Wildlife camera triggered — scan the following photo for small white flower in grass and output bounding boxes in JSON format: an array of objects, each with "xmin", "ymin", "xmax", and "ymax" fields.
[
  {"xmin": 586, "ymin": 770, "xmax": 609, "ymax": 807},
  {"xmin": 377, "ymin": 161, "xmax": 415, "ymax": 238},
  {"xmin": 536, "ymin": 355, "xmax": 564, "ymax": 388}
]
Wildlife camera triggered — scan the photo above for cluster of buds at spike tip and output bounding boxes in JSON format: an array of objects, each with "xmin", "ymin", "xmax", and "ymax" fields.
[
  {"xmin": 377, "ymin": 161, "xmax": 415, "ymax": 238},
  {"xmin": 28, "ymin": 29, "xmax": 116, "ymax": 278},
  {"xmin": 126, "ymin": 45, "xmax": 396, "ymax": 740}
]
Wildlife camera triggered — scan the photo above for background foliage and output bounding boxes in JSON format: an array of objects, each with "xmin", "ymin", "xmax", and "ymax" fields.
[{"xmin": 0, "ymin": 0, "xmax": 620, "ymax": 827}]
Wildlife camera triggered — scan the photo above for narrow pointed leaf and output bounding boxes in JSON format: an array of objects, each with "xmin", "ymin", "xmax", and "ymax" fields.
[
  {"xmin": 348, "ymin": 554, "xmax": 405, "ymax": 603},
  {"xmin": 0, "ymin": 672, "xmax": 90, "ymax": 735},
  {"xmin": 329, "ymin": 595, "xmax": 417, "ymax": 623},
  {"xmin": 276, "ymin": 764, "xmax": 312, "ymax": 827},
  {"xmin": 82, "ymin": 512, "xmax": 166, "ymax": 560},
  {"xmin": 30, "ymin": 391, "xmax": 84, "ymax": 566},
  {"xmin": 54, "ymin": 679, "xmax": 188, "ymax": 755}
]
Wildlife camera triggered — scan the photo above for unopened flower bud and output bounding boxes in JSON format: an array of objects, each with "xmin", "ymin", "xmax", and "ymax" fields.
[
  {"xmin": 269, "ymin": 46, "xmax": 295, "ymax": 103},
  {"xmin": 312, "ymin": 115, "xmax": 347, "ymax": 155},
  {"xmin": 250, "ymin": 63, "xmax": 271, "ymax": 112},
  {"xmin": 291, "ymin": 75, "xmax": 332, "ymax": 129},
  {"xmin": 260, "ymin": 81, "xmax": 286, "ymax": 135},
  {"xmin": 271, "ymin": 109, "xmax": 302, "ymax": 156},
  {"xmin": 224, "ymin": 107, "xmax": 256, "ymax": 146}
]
****
Extract each line of the data above that contains the word "flower".

Wildlife camera triggered — scan the following photo for small white flower in grass and output bounding boxes in JSON format: an array of objects, each with "xmin", "ymin", "xmax", and "ymax" fields.
Wildlife camera triggered — scan the photo above for unopened flower bud and output bounding boxes in JSON format: an array of objects, each with "xmin", "ymin", "xmax", and "ymax" fields.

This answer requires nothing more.